• _Extracted data_
★ ★ ★

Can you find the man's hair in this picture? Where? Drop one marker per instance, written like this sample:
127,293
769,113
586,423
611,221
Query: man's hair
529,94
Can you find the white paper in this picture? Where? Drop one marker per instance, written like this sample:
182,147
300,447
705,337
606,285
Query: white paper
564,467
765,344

★ ★ ★

• _What you should do_
Copy out the whole listing, exactly as written.

• _Written response_
Can you find the man's hair in this picture? Where? Drop one marker per instance, written like this sample:
127,293
769,113
586,423
611,221
Query: man's hair
529,94
Can you find the white paper in this picture? Where? Drop one marker per instance, written like this sample:
182,147
300,447
705,337
606,285
Query: white paper
564,467
765,344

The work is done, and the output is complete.